Dataset entries:
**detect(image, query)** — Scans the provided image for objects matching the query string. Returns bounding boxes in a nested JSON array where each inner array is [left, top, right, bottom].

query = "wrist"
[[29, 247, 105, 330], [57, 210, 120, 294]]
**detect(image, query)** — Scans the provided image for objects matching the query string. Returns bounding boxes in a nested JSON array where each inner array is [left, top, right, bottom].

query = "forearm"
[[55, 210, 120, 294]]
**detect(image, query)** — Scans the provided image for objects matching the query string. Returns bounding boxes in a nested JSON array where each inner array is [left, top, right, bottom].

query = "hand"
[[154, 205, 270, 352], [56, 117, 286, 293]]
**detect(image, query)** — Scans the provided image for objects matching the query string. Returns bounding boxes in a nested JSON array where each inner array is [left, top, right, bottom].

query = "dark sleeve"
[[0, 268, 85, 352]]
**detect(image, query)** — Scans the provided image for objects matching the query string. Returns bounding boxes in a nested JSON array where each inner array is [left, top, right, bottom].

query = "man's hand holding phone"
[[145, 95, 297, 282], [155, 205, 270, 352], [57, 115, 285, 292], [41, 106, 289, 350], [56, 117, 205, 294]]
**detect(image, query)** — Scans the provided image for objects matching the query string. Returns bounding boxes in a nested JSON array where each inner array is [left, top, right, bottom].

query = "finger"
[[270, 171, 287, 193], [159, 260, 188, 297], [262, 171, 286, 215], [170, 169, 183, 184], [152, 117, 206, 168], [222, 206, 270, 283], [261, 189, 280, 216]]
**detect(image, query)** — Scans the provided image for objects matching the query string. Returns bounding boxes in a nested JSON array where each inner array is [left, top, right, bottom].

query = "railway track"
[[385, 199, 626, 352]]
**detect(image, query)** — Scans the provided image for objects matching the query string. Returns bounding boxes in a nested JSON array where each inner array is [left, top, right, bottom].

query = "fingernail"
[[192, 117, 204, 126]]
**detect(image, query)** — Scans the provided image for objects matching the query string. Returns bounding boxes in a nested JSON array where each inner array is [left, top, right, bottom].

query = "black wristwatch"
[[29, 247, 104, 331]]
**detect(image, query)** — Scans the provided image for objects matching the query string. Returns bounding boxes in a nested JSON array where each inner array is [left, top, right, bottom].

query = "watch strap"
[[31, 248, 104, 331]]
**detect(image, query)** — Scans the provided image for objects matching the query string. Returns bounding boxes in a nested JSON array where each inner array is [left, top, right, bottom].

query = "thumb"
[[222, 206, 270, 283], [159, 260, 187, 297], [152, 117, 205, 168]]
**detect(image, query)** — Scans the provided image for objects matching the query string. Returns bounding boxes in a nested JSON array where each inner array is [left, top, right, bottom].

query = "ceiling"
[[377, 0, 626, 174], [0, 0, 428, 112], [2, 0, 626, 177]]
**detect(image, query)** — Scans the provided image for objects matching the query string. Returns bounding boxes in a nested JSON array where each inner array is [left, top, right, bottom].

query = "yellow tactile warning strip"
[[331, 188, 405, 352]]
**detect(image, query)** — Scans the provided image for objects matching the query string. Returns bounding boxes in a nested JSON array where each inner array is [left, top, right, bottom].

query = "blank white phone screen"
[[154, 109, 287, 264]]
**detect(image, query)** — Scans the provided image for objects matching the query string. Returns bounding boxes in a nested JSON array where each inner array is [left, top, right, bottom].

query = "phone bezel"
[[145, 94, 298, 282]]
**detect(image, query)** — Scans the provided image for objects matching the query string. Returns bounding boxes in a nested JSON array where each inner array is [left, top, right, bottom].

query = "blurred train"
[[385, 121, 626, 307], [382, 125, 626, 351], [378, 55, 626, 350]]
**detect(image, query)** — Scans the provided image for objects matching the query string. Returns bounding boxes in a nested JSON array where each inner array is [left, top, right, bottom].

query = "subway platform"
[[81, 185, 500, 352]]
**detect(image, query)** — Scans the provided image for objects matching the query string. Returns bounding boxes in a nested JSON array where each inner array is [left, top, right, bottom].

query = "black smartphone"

* WHAT YOU ARE ASKED TO DO
Return all of the data word for word.

* TASK OUTPUT
**detect(image, query)** — Scans the provided image for objects matching the query string. Returns bounding boxes in a nested JSON array where each inner array is [left, top, right, bottom].

query = "wrist"
[[29, 247, 105, 330], [57, 210, 120, 294]]
**detect(image, query)** — Scans the provided image for objects matching the query string. Returns bounding boxes in a nested JSON array where each inner array is [left, top, right, bottom].

query = "forearm"
[[55, 210, 120, 294]]
**detect(image, query)** — Scans the provided image for objects matching the query string. Returns bounding boxes in a nested JSON array where each inner array is [left, top, right, bottom].

query = "hand"
[[154, 205, 270, 352], [56, 117, 286, 293]]
**detect(image, query)** — Scans the provided image for objects matching the query string. Returns bounding boxes in a nested JSON array where each inner array is [left, top, right, bottom].

query = "dark sleeve"
[[0, 268, 85, 352]]
**detect(image, query)** — Scans the provided image for objects matching the query string. Returns bounding boxes in a nested JSON array where each inner array is [left, top, right, bottom].

query = "man's hand holding phone"
[[145, 95, 297, 282], [155, 205, 270, 352], [57, 115, 285, 292], [41, 106, 289, 350], [56, 117, 205, 294]]
**detect(image, query)** — Scans the provided image for objects matching the query string. Returns bounding boxes in a nested JSON array where each inner array is [left, top, right, bottom].

query = "finger"
[[270, 171, 287, 193], [159, 260, 188, 297], [262, 171, 286, 215], [170, 169, 183, 184], [152, 117, 206, 168], [222, 206, 270, 283], [261, 189, 280, 216]]
**detect(image, query)** — Scans the provided image for objects matching the query string. Returns bounding boxes in a nested JSON array where each inner array is [left, top, right, bottom].

query = "railway track"
[[385, 199, 626, 352]]
**detect(image, query)** — Scans the provided image for objects matching the query string. Returns bounding boxes in a nested JSON array where each inner array is [left, top, right, bottom].

query = "fingernail"
[[192, 117, 204, 126]]
**detect(image, query)** — Scans the provided image for objects matching the query string. Returns bounding boxes in a nested JSON array where each inner array is [left, top, right, bottom].

query = "black wristwatch"
[[29, 247, 104, 331]]
**detect(image, query)** — Scans the provided image for objects matching the query string. Returns bounding boxes in a nested JSON array where each inner array is [left, top, right, bottom].

query = "watch strap"
[[31, 248, 104, 331]]
**detect(image, query)** — Scans the provided image for objects matching the query string. Returns bounding boxes in a nested JSON array where each inner array is [left, top, right, bottom].

query = "thumb"
[[222, 206, 270, 283], [159, 260, 187, 297], [152, 117, 205, 168]]
**detect(image, query)** — Scans the provided image for objects matching the query string. Returns bounding boxes in a nested JSON array where each inner array is [left, top, right, bottom].

query = "ceiling"
[[377, 0, 626, 174], [0, 0, 428, 112], [2, 0, 626, 177]]
**detect(image, query)** — Scans the provided image for objects matching the query string. Returns bounding boxes in a nested JSON array where each inner array is [left, top, right, bottom].

query = "yellow tactile warning strip"
[[331, 188, 405, 352]]
**detect(image, query)** — Scans the provided image for objects matching the query string. Returns bounding boxes in a nested JSON array where each inner array is [left, top, right, bottom].

query = "blank white phone screen"
[[154, 109, 287, 264]]
**detect(image, query)** — Scans the provided image for objects matching the query string. Returns bounding boxes in a nested JSON array where each inner array is [left, top, right, bottom].

query = "phone bezel"
[[145, 94, 298, 282]]
**detect(image, query)** — Scans the provided image for objects matching the query string. Returns bounding boxes in a nested JSON array where each inner array is [left, top, right, bottom].

query = "blurred train"
[[385, 121, 626, 307], [382, 125, 626, 351], [378, 55, 626, 350]]
**detect(image, query)** — Scans the provided image for objects matching the query string. Returns bounding boxes in a nested JSON array where each inner array is [left, top, right, bottom].

query = "subway platform"
[[81, 185, 500, 352]]
**detect(image, query)** — Scans the provided image for objects matching the query string. Returns bounding boxes in a nested JSON array where each inner array is [left, top, right, bottom].

query = "black smartphone"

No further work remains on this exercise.